** BEGIN Data provided **

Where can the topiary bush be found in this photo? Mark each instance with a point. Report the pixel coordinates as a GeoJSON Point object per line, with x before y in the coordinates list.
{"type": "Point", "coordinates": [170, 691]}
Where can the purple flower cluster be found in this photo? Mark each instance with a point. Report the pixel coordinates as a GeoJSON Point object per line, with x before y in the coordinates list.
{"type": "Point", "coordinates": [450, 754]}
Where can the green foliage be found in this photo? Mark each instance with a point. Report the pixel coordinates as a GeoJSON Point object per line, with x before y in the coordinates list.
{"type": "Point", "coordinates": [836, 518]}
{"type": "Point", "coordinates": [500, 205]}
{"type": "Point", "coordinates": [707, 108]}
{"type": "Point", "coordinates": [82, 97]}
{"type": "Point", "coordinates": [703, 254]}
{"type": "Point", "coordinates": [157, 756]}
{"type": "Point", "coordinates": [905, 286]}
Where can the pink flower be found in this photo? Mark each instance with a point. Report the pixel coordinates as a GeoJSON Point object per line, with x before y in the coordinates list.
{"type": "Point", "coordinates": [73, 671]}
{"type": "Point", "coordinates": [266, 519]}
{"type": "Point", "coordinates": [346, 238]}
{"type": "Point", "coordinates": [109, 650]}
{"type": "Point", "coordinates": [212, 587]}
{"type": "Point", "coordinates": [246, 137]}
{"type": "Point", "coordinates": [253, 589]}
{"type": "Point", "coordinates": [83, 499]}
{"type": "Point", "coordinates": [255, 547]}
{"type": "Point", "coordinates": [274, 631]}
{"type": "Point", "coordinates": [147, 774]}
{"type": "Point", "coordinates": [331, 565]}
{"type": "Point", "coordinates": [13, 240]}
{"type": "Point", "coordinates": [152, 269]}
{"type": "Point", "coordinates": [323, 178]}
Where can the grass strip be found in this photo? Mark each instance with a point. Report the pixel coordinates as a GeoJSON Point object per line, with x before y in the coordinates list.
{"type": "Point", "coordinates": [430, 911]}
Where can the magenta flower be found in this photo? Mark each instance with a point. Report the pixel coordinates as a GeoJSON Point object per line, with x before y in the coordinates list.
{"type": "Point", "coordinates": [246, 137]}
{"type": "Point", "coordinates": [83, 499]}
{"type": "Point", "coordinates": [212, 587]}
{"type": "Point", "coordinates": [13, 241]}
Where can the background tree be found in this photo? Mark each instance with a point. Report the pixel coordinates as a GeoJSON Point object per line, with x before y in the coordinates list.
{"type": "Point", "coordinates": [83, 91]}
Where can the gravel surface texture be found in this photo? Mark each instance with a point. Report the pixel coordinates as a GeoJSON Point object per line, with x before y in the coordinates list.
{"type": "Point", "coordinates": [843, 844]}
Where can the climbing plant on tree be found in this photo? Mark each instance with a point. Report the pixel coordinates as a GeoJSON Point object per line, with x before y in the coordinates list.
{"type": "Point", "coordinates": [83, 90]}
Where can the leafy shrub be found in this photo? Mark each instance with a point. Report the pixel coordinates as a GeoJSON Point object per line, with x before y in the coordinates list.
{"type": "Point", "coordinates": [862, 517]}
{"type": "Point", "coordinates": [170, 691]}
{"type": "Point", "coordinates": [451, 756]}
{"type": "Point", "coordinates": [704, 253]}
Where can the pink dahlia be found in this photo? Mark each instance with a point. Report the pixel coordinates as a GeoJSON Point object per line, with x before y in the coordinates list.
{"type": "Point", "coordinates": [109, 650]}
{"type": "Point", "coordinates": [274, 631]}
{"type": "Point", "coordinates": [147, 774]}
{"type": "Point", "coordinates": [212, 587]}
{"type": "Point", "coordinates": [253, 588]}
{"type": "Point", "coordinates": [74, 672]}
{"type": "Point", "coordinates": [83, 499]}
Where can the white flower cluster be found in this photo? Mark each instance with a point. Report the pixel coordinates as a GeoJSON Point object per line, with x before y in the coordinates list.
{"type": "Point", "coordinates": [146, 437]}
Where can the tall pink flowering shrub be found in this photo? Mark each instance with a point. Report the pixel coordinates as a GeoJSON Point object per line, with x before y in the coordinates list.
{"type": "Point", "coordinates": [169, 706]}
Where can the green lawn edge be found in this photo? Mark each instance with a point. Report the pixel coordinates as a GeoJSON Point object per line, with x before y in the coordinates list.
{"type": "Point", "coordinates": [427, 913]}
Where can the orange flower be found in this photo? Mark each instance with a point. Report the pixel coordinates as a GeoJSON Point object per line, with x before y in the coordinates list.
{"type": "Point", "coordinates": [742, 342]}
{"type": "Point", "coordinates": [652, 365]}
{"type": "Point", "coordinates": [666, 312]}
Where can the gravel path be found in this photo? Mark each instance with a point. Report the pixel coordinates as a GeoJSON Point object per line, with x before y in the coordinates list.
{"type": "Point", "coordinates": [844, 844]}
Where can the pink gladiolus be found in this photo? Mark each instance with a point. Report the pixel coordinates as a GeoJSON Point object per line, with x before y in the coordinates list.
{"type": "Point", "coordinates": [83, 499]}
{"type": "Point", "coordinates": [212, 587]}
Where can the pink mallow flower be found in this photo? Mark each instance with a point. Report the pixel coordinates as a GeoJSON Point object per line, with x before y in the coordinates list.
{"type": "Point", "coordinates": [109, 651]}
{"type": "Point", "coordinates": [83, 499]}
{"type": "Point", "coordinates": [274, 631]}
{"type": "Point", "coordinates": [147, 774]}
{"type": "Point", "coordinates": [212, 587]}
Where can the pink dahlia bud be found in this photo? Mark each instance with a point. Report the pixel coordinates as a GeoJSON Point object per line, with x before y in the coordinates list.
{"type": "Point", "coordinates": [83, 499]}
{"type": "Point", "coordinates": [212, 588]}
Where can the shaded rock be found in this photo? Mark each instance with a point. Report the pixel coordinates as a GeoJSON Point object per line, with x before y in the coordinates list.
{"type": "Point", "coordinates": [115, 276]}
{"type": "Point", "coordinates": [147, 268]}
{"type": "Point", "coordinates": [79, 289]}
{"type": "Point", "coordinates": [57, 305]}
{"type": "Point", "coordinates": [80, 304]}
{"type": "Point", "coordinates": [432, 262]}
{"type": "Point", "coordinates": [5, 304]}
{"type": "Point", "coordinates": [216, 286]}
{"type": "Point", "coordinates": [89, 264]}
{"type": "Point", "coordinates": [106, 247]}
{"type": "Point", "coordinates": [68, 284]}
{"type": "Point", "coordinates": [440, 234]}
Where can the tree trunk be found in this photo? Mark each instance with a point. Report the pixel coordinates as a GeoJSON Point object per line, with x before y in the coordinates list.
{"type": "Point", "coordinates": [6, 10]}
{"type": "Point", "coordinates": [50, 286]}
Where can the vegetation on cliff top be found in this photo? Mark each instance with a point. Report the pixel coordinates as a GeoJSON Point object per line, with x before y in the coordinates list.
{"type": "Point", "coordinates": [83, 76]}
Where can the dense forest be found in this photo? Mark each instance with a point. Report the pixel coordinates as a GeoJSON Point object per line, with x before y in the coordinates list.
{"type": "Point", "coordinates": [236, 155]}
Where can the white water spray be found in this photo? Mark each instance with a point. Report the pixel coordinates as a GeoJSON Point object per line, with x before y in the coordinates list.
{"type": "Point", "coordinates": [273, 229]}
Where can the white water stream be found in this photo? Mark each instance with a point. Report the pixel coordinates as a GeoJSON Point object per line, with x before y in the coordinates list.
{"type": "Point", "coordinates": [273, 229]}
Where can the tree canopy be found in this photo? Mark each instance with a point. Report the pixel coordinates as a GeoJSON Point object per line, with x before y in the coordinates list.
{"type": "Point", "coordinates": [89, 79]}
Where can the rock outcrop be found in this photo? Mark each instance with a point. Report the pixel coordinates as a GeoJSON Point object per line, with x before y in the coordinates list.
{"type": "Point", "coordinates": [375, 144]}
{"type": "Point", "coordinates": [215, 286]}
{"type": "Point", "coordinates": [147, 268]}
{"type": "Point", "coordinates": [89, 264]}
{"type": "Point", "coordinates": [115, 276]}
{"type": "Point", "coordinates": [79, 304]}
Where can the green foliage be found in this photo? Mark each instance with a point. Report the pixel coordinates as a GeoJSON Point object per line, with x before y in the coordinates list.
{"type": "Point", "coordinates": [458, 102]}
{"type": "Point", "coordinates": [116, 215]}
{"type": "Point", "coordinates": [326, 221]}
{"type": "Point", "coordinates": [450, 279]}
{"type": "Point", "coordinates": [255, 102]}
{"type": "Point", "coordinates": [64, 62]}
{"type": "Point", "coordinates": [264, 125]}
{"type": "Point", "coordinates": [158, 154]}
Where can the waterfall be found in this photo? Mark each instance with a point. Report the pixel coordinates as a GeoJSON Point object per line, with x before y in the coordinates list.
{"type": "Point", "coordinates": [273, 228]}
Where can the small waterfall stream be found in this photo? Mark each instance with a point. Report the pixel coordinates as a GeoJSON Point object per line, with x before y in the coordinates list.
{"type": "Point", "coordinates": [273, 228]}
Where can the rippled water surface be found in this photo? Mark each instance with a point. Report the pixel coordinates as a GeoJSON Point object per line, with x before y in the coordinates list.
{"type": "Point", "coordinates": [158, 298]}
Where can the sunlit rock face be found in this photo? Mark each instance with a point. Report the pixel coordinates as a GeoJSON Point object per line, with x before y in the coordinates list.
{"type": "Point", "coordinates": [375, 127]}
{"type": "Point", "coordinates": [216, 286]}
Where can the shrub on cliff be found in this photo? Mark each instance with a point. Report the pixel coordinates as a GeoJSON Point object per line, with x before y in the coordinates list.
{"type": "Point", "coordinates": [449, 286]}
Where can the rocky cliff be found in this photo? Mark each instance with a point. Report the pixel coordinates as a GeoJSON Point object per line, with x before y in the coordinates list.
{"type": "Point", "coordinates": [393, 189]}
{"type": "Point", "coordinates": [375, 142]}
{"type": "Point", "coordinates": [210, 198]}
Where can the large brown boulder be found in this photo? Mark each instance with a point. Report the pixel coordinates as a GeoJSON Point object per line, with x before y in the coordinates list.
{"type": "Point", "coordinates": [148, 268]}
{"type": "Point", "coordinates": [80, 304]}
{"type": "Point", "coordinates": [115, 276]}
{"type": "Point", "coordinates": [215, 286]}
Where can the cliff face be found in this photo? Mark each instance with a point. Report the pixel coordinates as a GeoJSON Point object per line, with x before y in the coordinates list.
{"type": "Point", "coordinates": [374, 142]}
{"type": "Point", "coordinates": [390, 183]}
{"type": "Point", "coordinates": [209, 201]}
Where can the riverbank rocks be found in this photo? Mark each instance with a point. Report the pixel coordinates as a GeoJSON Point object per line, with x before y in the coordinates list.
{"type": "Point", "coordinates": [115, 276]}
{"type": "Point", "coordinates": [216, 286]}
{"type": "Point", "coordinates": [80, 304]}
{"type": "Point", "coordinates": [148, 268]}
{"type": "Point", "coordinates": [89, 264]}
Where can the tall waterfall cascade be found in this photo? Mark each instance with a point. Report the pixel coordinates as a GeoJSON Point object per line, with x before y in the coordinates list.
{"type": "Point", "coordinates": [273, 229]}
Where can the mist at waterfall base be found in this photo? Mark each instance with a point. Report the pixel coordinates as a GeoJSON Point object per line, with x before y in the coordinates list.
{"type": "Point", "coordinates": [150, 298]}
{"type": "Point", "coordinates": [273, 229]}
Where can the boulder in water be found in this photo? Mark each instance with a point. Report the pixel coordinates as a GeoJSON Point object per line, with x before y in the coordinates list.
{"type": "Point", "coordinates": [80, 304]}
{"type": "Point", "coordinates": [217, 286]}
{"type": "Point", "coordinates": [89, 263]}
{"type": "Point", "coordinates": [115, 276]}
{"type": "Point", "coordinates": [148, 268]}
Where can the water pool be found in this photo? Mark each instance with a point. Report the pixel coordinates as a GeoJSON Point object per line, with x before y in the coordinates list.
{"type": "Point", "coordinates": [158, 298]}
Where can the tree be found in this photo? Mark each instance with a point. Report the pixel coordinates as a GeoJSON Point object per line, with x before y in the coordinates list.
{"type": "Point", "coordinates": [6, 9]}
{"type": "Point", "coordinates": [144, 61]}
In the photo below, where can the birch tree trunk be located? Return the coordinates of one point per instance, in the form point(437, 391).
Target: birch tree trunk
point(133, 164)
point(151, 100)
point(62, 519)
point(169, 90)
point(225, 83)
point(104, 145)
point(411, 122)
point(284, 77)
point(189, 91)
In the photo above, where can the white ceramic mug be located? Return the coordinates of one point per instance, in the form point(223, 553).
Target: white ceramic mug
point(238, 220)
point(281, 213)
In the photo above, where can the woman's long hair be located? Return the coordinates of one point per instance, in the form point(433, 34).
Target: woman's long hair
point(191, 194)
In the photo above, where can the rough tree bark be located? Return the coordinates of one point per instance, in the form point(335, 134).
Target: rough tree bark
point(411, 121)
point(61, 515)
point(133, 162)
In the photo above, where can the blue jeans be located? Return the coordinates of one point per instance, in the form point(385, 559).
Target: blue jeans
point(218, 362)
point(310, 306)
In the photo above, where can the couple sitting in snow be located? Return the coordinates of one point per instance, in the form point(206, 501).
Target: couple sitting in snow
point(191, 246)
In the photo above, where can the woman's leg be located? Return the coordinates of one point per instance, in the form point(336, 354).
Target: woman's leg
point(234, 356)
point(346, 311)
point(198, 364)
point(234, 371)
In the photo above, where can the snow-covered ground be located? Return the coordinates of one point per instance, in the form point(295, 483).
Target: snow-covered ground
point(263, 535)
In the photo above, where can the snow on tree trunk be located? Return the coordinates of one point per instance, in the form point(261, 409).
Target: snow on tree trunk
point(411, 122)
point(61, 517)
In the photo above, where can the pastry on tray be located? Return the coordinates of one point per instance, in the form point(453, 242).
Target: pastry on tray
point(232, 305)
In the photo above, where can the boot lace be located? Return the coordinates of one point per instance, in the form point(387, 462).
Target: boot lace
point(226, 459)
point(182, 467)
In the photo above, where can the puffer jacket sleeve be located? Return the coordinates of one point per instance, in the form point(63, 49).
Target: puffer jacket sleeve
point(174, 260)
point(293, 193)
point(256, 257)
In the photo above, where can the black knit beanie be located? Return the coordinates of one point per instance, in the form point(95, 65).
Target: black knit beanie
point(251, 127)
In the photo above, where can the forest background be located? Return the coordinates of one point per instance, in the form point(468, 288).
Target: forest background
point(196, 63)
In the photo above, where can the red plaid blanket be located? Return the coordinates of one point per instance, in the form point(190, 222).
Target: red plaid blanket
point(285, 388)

** END Data provided **

* Work to do
Copy out the lines of the records word for word, starting at the line with "In the photo above, where can the boot" and continuing through the line with "point(182, 467)", including both of those lines.

* Task solution
In the photo above, where can the boot lace be located? Return the coordinates of one point per instance, in the form point(387, 462).
Target: boot lace
point(226, 459)
point(182, 467)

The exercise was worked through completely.